§ Exercise details:
Each line below should be written out exactly, with none skipped.

*** Supplied entries ***

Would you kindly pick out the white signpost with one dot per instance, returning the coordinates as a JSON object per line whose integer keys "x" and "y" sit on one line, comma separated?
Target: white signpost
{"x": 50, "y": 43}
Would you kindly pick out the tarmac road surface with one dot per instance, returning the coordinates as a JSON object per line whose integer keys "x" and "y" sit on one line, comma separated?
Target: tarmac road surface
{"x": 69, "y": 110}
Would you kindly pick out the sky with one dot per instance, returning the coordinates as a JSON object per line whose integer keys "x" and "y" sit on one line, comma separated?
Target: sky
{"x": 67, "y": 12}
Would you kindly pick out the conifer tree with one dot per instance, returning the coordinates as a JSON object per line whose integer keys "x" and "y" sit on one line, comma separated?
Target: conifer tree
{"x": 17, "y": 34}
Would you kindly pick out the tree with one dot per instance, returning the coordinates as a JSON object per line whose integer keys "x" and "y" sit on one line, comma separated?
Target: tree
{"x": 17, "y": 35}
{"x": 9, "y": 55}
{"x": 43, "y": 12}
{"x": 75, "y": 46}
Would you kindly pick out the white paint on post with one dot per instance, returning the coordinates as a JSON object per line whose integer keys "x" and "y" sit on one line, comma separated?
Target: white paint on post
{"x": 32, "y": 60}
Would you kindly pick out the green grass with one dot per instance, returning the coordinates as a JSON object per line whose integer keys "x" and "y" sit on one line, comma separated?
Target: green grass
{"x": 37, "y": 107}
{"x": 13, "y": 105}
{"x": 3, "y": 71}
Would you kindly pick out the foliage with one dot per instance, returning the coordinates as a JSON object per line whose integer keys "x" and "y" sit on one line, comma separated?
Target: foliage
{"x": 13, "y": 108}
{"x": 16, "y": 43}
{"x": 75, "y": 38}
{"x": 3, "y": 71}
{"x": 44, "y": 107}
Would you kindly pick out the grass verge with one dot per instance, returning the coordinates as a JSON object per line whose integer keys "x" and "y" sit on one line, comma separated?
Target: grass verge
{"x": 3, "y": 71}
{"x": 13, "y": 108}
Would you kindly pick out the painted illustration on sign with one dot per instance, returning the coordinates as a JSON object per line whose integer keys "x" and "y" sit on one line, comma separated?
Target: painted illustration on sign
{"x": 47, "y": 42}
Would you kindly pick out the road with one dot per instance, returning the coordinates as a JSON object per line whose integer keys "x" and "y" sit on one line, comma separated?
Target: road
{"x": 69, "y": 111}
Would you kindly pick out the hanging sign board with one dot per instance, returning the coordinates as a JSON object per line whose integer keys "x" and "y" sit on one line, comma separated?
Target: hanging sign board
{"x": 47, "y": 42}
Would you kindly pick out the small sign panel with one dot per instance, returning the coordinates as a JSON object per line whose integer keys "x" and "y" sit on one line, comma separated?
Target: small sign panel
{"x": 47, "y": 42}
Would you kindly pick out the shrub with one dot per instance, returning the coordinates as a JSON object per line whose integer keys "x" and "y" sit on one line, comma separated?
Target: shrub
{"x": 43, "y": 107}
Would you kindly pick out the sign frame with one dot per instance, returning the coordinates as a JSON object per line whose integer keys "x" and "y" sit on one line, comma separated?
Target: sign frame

*** End of Supplied entries ***

§ Answer space:
Would you kindly pick out the white signpost with one dot per instance, returning the coordinates as a JSON object per line whose integer keys "x" and "y" sit on one line, comma separated?
Target: white signpost
{"x": 50, "y": 43}
Would you kindly pick out the tarmac road surface with one dot per instance, returning the coordinates as a JSON object per line whose integer keys "x" and "y" sit on one line, comma separated?
Target: tarmac road surface
{"x": 69, "y": 110}
Would you kindly pick out the sky with one dot per instance, returning the coordinates as a JSON object per line whose integer keys "x" and "y" sit on one line, comma separated?
Target: sky
{"x": 67, "y": 12}
Would you kindly pick out the conifer tree with one dot per instance, returning the coordinates as a JSON object per line whose integer keys "x" and "y" sit on one line, comma separated?
Target: conifer tree
{"x": 17, "y": 34}
Would you kindly pick out the tree with one dot per instance, returning the coordinates as a JSON object per line whose integer keys "x" and "y" sit on one line, comma separated?
Target: tree
{"x": 17, "y": 35}
{"x": 9, "y": 55}
{"x": 43, "y": 12}
{"x": 75, "y": 46}
Would you kindly pick out the white paint on post with one dot per instance, returning the coordinates as a JSON object per line whose integer keys "x" and "y" sit on one line, comma separated?
Target: white paint on post
{"x": 32, "y": 60}
Would you kindly pick out the green grass with one dot per instance, returning the coordinates as a JSON object per line whose integer keys "x" and "y" sit on one line, comma separated?
Target: green grass
{"x": 37, "y": 107}
{"x": 13, "y": 105}
{"x": 3, "y": 71}
Would you kindly pick out the foliage with one dot per instance, returning the coordinates as a JSON object per line whose integer keys "x" and "y" sit on one line, comma separated?
Target: foliage
{"x": 13, "y": 108}
{"x": 16, "y": 43}
{"x": 75, "y": 38}
{"x": 3, "y": 71}
{"x": 44, "y": 107}
Would you kindly pick out the grass verge with one dot per instance, returning the coordinates as a JSON object per line whose integer keys "x" and "y" sit on one line, comma separated?
Target: grass verge
{"x": 3, "y": 71}
{"x": 13, "y": 108}
Would you kindly pick out the painted illustration on sign with one dot per instance, returning the coordinates as a JSON object per line whose integer keys "x" and "y" sit on one line, comma separated?
Target: painted illustration on sign
{"x": 47, "y": 42}
Would you kindly pick out the road with one dot per instance, returning the coordinates as a JSON object per line whose integer keys "x" and "y" sit on one line, comma separated?
Target: road
{"x": 69, "y": 111}
Would you kindly pick out the hanging sign board with one dot per instance, returning the coordinates as a JSON object per line whose integer keys "x" and "y" sit on one line, comma separated?
Target: hanging sign board
{"x": 47, "y": 42}
Would you kindly pick out the small sign panel with one dot per instance, returning the coordinates as a JSON object per line whose integer keys "x" and "y" sit on one line, comma separated?
Target: small sign panel
{"x": 47, "y": 42}
Would you kindly pick out the shrub with one dot per instance, returning the coordinates as a JSON object per line whose integer keys "x" and "y" sit on one line, comma separated?
Target: shrub
{"x": 43, "y": 107}
Would you kindly pick out the sign frame with one dot per instance, returning the coordinates as a JSON object per line whose integer keys "x" and "y" sit on one line, comma separated?
Target: sign frame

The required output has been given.